■ Saved entries:

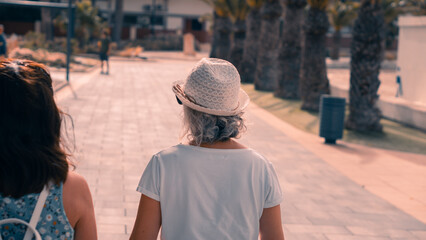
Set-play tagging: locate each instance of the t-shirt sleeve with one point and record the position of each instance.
(149, 185)
(273, 193)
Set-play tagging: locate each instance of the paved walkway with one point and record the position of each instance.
(122, 119)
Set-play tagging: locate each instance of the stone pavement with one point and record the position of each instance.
(120, 120)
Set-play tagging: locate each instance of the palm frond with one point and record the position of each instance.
(318, 4)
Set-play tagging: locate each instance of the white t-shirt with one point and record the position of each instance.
(209, 193)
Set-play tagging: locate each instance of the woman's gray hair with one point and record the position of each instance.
(205, 128)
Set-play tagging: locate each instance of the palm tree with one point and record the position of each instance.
(341, 14)
(118, 21)
(290, 50)
(265, 77)
(366, 55)
(46, 22)
(222, 28)
(237, 10)
(313, 78)
(248, 64)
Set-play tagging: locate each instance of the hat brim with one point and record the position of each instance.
(243, 101)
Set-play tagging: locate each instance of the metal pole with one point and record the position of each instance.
(69, 32)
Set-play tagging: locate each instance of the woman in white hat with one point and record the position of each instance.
(212, 187)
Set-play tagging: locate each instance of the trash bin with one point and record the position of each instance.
(332, 118)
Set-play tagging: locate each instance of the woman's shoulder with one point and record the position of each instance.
(76, 196)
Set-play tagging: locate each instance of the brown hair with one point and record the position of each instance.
(31, 153)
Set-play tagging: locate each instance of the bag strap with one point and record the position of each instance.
(16, 220)
(37, 212)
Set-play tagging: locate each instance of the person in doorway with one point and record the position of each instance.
(37, 187)
(3, 43)
(104, 50)
(212, 186)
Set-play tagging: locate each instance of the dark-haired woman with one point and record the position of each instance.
(211, 187)
(36, 184)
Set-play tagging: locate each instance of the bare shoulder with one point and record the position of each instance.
(74, 181)
(76, 197)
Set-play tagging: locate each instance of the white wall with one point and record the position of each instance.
(190, 7)
(412, 57)
(193, 7)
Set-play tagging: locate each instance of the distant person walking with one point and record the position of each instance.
(104, 50)
(3, 44)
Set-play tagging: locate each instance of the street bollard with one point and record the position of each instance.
(332, 118)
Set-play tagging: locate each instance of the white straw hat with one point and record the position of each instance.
(212, 87)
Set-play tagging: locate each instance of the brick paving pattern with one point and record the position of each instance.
(121, 119)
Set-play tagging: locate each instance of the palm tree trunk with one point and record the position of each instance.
(46, 23)
(265, 78)
(290, 51)
(335, 50)
(221, 37)
(248, 64)
(366, 55)
(237, 44)
(313, 79)
(118, 23)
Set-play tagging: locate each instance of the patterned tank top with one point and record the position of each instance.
(53, 222)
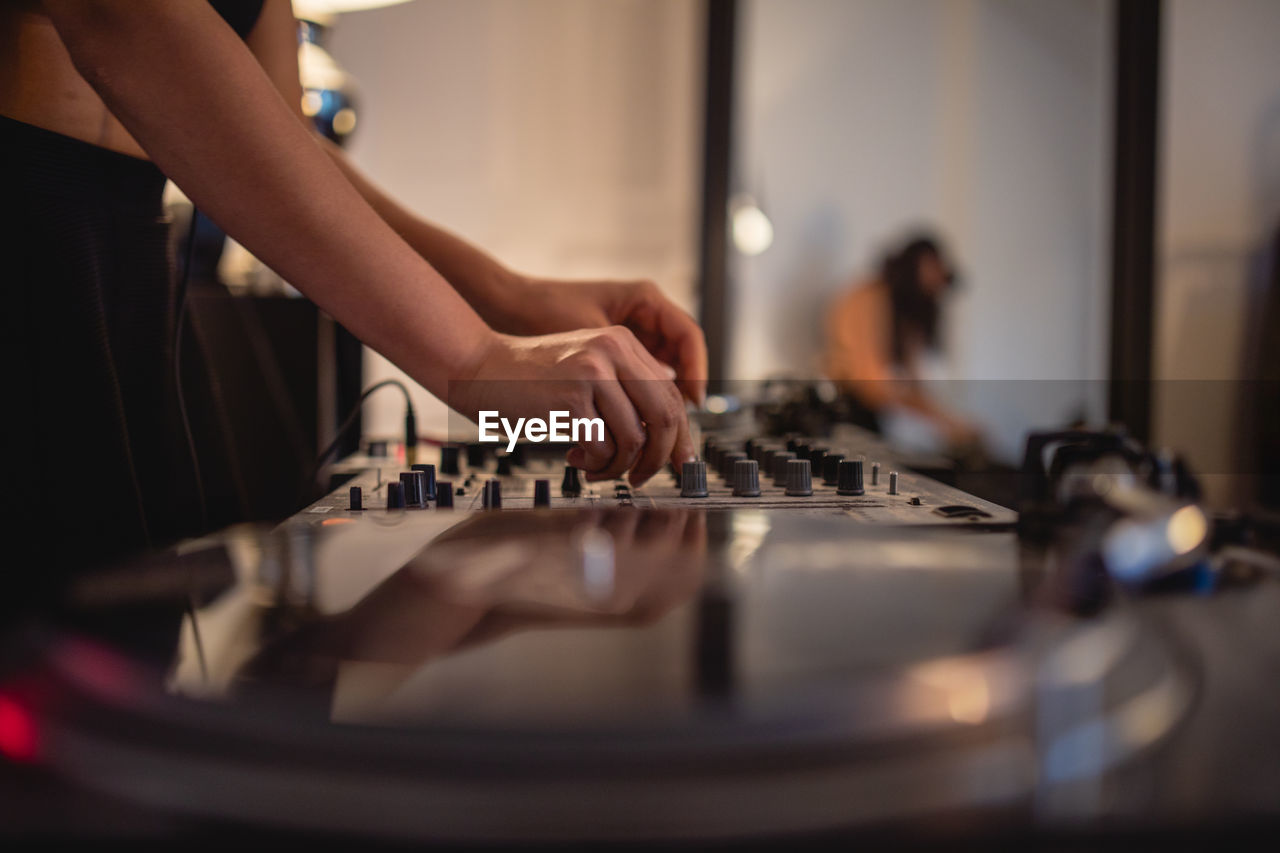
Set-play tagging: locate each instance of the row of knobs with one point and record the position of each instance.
(790, 469)
(417, 487)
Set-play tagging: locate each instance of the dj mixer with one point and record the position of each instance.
(795, 638)
(878, 489)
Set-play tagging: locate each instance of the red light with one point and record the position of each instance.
(18, 737)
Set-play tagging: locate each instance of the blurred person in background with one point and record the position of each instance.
(878, 333)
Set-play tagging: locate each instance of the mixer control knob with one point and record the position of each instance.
(799, 478)
(831, 469)
(449, 460)
(411, 486)
(428, 480)
(693, 479)
(746, 478)
(572, 483)
(780, 466)
(849, 479)
(727, 461)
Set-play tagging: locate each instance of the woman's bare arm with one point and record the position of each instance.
(204, 109)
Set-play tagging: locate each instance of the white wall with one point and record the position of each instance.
(1219, 200)
(560, 135)
(987, 118)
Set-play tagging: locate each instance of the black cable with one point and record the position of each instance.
(177, 369)
(410, 424)
(181, 314)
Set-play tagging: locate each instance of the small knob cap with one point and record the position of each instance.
(428, 480)
(727, 461)
(831, 469)
(572, 483)
(411, 484)
(780, 466)
(449, 460)
(693, 479)
(850, 478)
(799, 478)
(746, 478)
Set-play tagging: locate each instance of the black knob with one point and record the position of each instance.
(727, 463)
(780, 466)
(850, 478)
(572, 483)
(410, 484)
(746, 478)
(799, 478)
(492, 496)
(449, 460)
(831, 469)
(693, 479)
(428, 479)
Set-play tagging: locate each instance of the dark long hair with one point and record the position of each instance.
(915, 311)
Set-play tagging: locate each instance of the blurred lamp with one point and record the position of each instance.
(328, 91)
(753, 232)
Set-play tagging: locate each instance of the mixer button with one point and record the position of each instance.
(746, 478)
(849, 479)
(799, 478)
(780, 466)
(693, 479)
(572, 483)
(449, 460)
(831, 469)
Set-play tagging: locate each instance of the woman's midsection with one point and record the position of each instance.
(39, 85)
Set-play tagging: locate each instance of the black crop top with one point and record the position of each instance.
(241, 14)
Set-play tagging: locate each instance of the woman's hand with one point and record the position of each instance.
(592, 373)
(544, 306)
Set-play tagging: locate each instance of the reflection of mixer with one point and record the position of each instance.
(649, 666)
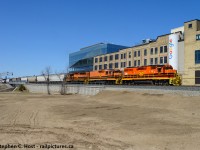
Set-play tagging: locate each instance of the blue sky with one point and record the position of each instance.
(35, 34)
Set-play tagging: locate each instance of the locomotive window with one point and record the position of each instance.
(129, 54)
(100, 60)
(138, 62)
(151, 51)
(165, 49)
(116, 65)
(116, 56)
(138, 53)
(105, 58)
(122, 56)
(165, 59)
(105, 66)
(111, 57)
(129, 63)
(145, 52)
(141, 68)
(168, 68)
(156, 61)
(96, 60)
(95, 68)
(135, 63)
(135, 54)
(161, 49)
(156, 50)
(159, 69)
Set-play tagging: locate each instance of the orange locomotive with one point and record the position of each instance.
(153, 74)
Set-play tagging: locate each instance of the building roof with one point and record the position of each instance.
(192, 20)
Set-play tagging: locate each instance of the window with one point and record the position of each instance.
(121, 64)
(135, 63)
(122, 56)
(198, 37)
(100, 67)
(138, 53)
(116, 56)
(197, 77)
(145, 52)
(105, 58)
(95, 67)
(105, 66)
(129, 63)
(111, 57)
(110, 66)
(151, 51)
(116, 65)
(161, 49)
(151, 61)
(161, 60)
(129, 54)
(156, 50)
(100, 59)
(145, 62)
(96, 60)
(124, 64)
(165, 49)
(138, 62)
(156, 61)
(197, 57)
(135, 54)
(165, 59)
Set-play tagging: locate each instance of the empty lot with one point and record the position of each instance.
(109, 120)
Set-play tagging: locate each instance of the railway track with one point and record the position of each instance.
(154, 87)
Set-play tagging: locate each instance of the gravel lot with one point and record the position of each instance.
(118, 120)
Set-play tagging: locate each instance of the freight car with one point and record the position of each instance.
(153, 74)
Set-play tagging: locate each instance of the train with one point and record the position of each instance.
(152, 74)
(53, 78)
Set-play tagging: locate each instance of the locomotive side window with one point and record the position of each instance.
(197, 77)
(159, 69)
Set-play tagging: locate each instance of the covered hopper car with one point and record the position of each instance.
(153, 74)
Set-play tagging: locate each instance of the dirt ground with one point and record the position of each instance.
(109, 120)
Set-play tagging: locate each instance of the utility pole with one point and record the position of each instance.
(5, 74)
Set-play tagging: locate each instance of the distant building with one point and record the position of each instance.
(180, 48)
(83, 59)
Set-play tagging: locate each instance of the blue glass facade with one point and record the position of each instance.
(83, 59)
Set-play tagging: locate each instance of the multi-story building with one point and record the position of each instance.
(180, 48)
(191, 75)
(150, 52)
(83, 59)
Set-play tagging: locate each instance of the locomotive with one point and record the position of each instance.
(152, 74)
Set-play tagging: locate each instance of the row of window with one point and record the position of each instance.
(153, 61)
(163, 49)
(197, 57)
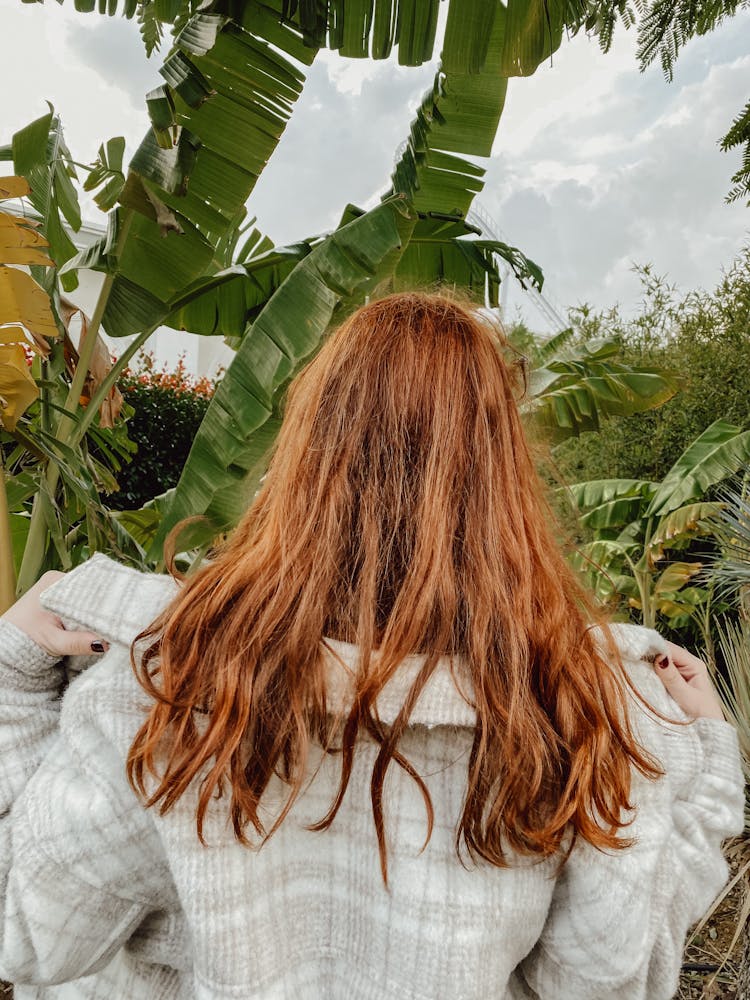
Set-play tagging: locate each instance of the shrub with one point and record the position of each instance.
(168, 407)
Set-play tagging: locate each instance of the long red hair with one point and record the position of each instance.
(401, 512)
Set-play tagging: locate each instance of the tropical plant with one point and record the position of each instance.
(637, 525)
(574, 384)
(664, 27)
(700, 335)
(178, 250)
(729, 660)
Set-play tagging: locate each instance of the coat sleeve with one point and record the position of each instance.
(618, 920)
(81, 864)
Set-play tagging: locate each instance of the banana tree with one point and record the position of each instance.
(637, 523)
(230, 83)
(573, 385)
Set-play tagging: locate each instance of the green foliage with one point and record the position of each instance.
(664, 27)
(637, 528)
(703, 337)
(739, 135)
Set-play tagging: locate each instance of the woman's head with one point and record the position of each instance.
(401, 512)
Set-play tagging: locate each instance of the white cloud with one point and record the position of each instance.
(595, 165)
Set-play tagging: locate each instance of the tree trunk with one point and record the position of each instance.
(743, 973)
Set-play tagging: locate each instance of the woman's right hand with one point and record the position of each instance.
(687, 680)
(46, 629)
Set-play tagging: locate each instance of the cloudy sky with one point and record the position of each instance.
(595, 166)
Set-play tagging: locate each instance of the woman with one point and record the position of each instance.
(373, 749)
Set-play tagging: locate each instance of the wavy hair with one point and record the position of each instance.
(401, 512)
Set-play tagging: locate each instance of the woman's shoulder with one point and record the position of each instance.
(115, 601)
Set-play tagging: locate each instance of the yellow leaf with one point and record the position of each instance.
(13, 187)
(22, 300)
(13, 334)
(18, 390)
(20, 243)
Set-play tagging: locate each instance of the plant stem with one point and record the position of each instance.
(7, 569)
(68, 421)
(36, 543)
(84, 421)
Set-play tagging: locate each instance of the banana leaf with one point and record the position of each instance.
(721, 450)
(231, 443)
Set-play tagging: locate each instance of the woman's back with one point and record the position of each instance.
(247, 815)
(308, 916)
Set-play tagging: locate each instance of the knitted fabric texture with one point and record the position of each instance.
(101, 898)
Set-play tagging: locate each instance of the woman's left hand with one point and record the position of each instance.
(46, 629)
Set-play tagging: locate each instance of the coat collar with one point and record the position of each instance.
(117, 603)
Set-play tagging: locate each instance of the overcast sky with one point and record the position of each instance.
(595, 166)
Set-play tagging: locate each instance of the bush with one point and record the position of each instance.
(168, 409)
(704, 337)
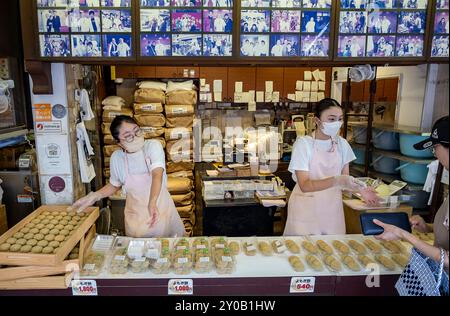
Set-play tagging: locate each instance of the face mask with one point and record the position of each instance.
(135, 145)
(331, 128)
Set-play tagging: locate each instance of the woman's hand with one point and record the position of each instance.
(391, 232)
(154, 214)
(418, 223)
(370, 196)
(83, 203)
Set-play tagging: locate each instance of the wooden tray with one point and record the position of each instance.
(13, 273)
(31, 259)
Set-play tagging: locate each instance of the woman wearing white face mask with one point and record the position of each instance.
(319, 165)
(140, 169)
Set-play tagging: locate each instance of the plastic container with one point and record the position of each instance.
(385, 140)
(414, 173)
(407, 142)
(385, 164)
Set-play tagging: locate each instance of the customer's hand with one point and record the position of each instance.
(391, 232)
(418, 223)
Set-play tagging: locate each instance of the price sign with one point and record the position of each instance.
(302, 285)
(84, 288)
(180, 287)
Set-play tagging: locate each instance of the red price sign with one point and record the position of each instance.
(302, 285)
(84, 288)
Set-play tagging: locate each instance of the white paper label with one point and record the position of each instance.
(84, 288)
(302, 285)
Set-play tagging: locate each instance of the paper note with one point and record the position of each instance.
(307, 86)
(238, 86)
(315, 74)
(259, 96)
(307, 75)
(252, 106)
(218, 96)
(321, 85)
(269, 86)
(322, 75)
(217, 85)
(276, 96)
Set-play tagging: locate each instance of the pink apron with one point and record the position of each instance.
(321, 212)
(137, 187)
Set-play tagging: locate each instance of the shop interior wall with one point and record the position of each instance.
(411, 92)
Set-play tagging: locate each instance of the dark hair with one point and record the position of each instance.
(117, 122)
(325, 104)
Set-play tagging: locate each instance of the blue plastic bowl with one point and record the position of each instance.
(385, 164)
(406, 146)
(385, 140)
(415, 173)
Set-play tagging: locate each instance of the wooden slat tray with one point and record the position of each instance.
(31, 259)
(13, 273)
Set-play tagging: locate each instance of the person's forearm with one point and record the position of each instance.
(425, 248)
(107, 191)
(155, 190)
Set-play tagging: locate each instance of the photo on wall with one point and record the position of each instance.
(52, 3)
(352, 22)
(86, 45)
(439, 46)
(187, 21)
(286, 3)
(53, 21)
(117, 45)
(88, 21)
(315, 46)
(155, 3)
(155, 20)
(220, 21)
(315, 21)
(284, 45)
(188, 45)
(255, 3)
(412, 4)
(153, 45)
(409, 46)
(54, 45)
(285, 21)
(254, 45)
(255, 21)
(441, 22)
(218, 3)
(411, 22)
(351, 46)
(186, 3)
(380, 46)
(217, 45)
(317, 4)
(116, 20)
(116, 3)
(384, 22)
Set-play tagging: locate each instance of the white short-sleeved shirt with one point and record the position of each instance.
(303, 149)
(136, 162)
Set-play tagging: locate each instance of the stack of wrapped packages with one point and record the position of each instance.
(112, 107)
(149, 99)
(180, 100)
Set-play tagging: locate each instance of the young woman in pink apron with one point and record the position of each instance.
(149, 208)
(319, 166)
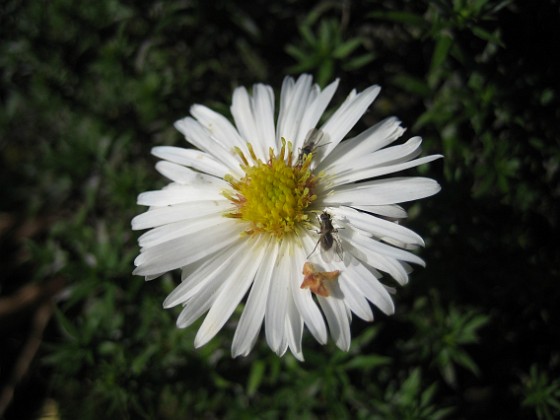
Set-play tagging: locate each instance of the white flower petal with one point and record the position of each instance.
(312, 113)
(294, 100)
(178, 252)
(236, 284)
(215, 266)
(276, 307)
(294, 330)
(345, 117)
(254, 117)
(160, 216)
(303, 299)
(216, 126)
(363, 280)
(354, 298)
(379, 228)
(370, 140)
(218, 137)
(253, 314)
(195, 159)
(337, 318)
(182, 230)
(383, 192)
(183, 175)
(392, 211)
(177, 194)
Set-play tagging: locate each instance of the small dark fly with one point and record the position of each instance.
(314, 139)
(330, 244)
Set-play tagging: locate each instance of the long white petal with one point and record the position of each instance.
(303, 299)
(345, 117)
(368, 141)
(253, 314)
(276, 307)
(179, 212)
(380, 228)
(337, 318)
(234, 289)
(382, 192)
(177, 194)
(178, 252)
(201, 161)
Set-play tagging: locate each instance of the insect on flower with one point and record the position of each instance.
(315, 138)
(330, 244)
(319, 282)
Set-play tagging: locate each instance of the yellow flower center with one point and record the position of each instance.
(272, 197)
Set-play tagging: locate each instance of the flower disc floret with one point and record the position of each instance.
(272, 197)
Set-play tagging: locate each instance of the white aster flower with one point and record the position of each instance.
(283, 216)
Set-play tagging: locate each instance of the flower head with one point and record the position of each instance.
(283, 215)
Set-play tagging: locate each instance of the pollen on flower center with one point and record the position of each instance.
(272, 197)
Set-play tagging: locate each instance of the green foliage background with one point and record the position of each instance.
(88, 88)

■ Work to complete: The lines beginning with the one that holds "green foliage background" and ending with the last line of the data above are to be reproduced exactly, and nothing else.

■ Solution to this problem:
Set-play tagging: locate each instance of the green foliage background with one point and record the position of each instance.
(88, 88)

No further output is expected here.